"Sesungguhnya bilangan Bulan pada sisi Allah adalah dua belas bulan, dalam ketetapan Allah di waktu Dia menciptakan langit dan bumi, di antaranya empat bulan haram (suci). Itulah (ketetapan) agama yang lurus, maka janganlah kamu menganiaya diri kamu dalam bulan yang empat itu." (Q.S. At-Taubah [9] : 36)

Dalam agama Islam, perhitungan tahun baru Hijriah, diawali dengan bulan Muharram yang dikenal oleh orang Jawa dengan sebutan bulan Suro. Dalam Islam bulan Muharram merupakan salah satu bulan di antara empat bulan haram. Hal  ini didasarkan pada firman Allah `azza wa jalla : "Sesungguhnya bilangan bulan pada sisi Allah adalah dua belas, dalam ketetapan Allah di waktu Dia menciptakan langit dan bumi, di antaranya empat bulan haram (suci). Itulah (ketetapan) agama yang lurus, maka janganlah kamu menganiaya diri kamu dalam bulan yang empat itu." (Q.S. At-Taubah [9] : 36)

Lalu apa saja empat bulan suci tersebut ? Dari Abu Bakroh Nabi shallallahu ‘alaihi wasallam bersabda : "Setahun berputar sebagaimana keadaannya sejak Allah menciptakan langit dan bumi.  Satu tahun itu ada dua belas bulan. Di antaranya ada empat bulan haram (suci). Tiga bulannya berturut-turut yaitu Dzulqo'dah, Dzulhijjah dan Muharram. (Satu bulan lagi adalah) Rajab". (H.R. Bukhari dan Muslim)

Lalu kenapa bulan-bulan tersebut disebut bulan haram? Al Qadhi Abu Ya'la rahimahullah mengatakan, "Dinamakan bulan haram karena dua makna, Pertama: pada bulan tersebut diharamkan berbagai pembunuhan atau peperangan. Orang-orang Jahiliyyah pun menyakini demikian. Dan kedua: pada bulan tersebut larangan untuk melakukan perbuatan haram lebih ditekankan daripada bulan yang lainnya karena mulianya bulan tersebut. Demikian pula pada saat itu sangatlah baik untuk melakukan amalan ketaatan." Demikian pendapat Ibnul Jauziy ketika menafsirkan ayat di atas.

Ibnu 'Abbas mengatakan, "Allah mengkhususkan empat bulan tersebut sebagai bulan haram, dianggap sebagai bulan suci. Melakukan maksiat pada bulan tersebut dosanya akan lebih besar, dan amalan shalih yang dilakukan akan menuai pahala yang lebih banyak."

Muharram adalah Syahrullah (Bulan Allah)

Suri tauladan dan panutan kita, Rasulullah shallallahu ‘alaihi wasallam bersabda : "Puasa yang paling utama setelah (puasa) Ramadhan adalah puasa pada syahrullah (bulan Allah) yaitu Muharram. Sementara shalat yang paling utama setelah shalat wajib adalah shalat malam." (H.R. Muslim)

....

• [Tugas yang Dikerjakan]
1. Ringkas paragraf dalam teks tentang bulan haram yang diawali "Lalu kenapa bulan-bulan tersebut disebut bulan haram?" menjadi daftar poin tanpa menghilangkan fakta utamanya.
2. Tuliskan lanjutan teks tentang bulan haram setelah kalimat terakhirnya.
Data di bawah ini adalah bahan tersendiri yang tidak berkaitan dengan teks tentang bulan haram.

....

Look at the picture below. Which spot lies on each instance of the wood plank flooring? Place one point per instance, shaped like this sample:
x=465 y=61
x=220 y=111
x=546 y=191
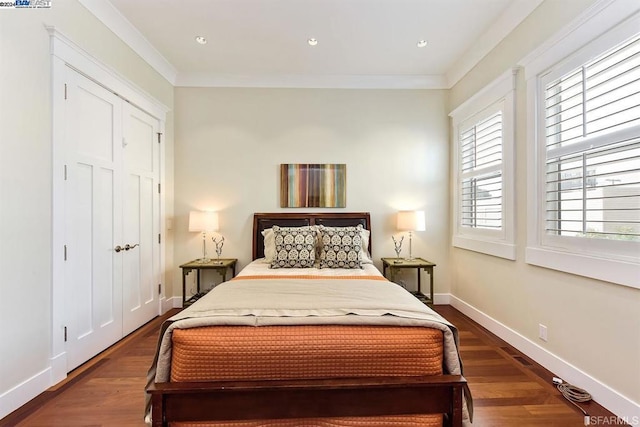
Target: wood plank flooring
x=508 y=388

....

• [Jawaban yang Diharapkan]
1.
Menurut Al Qadhi Abu Ya'la, bulan-bulan itu disebut bulan haram karena dua makna:
- Pembunuhan dan peperangan diharamkan pada bulan tersebut, dan orang-orang Jahiliyyah pun meyakini hal itu.
- Larangan berbuat haram lebih ditekankan pada bulan tersebut daripada bulan lain karena kemuliaannya, dan saat itu sangat baik untuk melakukan amalan ketaatan.
- Pendapat ini dikemukakan Ibnul Jauziy ketika menafsirkan ayat yang dikutip sebelumnya.

2.
Bulan Muharram betul-betul istimewa karena disebut syahruallah yaitu bulan Allah, dengan disandarkan pada lafadz jalalah Allah. Karena disandarkannya bulan ini pada lafadz jalalah Allah, inilah yang menunjukkan keagungan dan keistimewaannya.

Perkataan yang sangat bagus dari As Zamakhasyari, kami nukil dari Faidhul Qadir (2/53), beliau rahimahullah mengatakan, "Bulan Muharram ini disebut syahrullah (bulan Allah), disandarkan pada lafadz jalalah 'Allah' untuk menunjukkan mulia dan agungnya bulan tersebut, sebagaimana pula kita menyebut "Baitullah" (rumah Allah) atau 'Ahlullah' (keluarga Allah) ketika menyebut Quraisy. Penyandaran yang khusus  di sini dan tidak kita temui pada bulan-bulan lainnya, ini menunjukkan adanya ke-utamaan pada bulan tersebut. (lihat Faidhul Qodir, Al Munawi, 2/53, Mawqi' Ya'sub.)

Menyambut Tahun Baru Hijriyah

Dan dalam rangka menyambut dan bukan memperingati atau merayakan tahun baru hijriyah, berikut ini beberapa hal yang hendaknya dilakukan oleh ummat Islam.

Pertama, Setiap muslim senantiasa dengan bangga menunjukkan jati diri keislaman nya, antara lain dengan lebih mengutamakan penggunaan kalender Hijriyah sebagai salah satu identitas ummat pengikut Rasulullah Muhammad shallallahu ‘alaihi wasalla.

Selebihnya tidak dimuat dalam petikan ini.